====== INPUT FOR THIS TASK ======

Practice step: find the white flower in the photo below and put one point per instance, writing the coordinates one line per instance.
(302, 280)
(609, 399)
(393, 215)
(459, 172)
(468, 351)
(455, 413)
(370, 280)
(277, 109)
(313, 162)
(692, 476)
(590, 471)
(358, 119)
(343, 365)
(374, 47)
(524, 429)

======

SET PROBLEM: Copy the items above line by line, without changing anything.

EXERCISE RESPONSE:
Practice step: find the white flower in the photo below and put one point per instance, writing the coordinates one line per instance.
(302, 280)
(609, 399)
(393, 215)
(459, 172)
(468, 351)
(455, 413)
(370, 280)
(277, 109)
(313, 162)
(692, 476)
(590, 471)
(358, 119)
(343, 365)
(374, 47)
(524, 429)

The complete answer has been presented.